▶ What is needed
The pictures do not belong in the copy. Restate all of the records word for word.

▶ Data provided
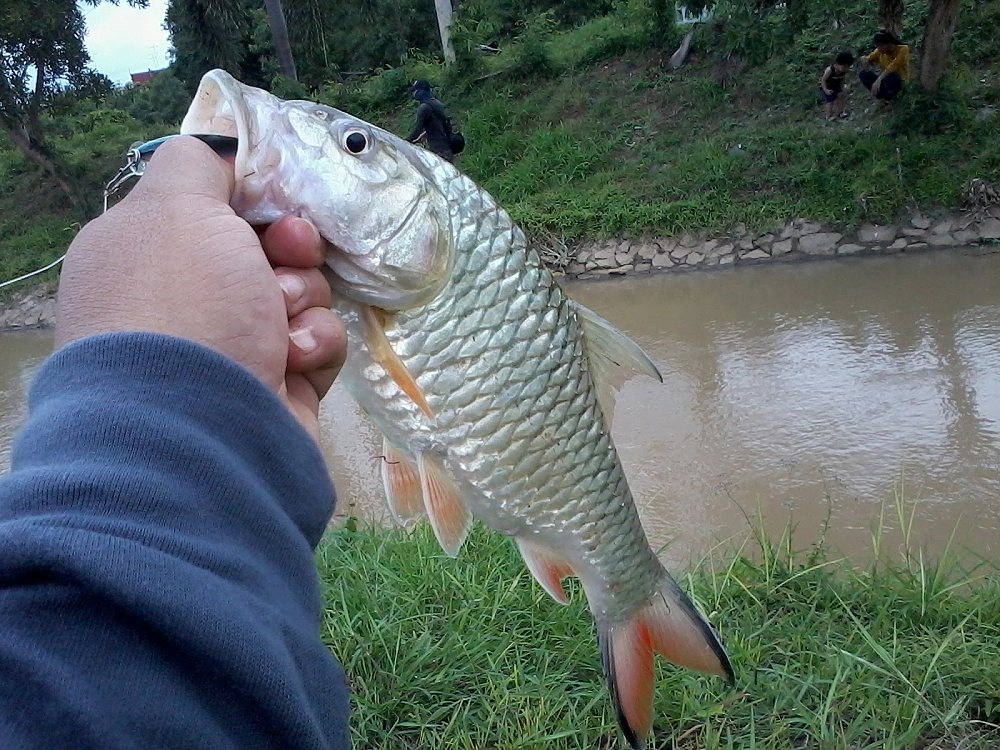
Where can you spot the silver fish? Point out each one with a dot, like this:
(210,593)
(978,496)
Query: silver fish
(492,388)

▶ Exercise answer
Where can you spot the silver fish? Point out each one with a dot, like this:
(210,593)
(978,496)
Query: silver fish
(492,388)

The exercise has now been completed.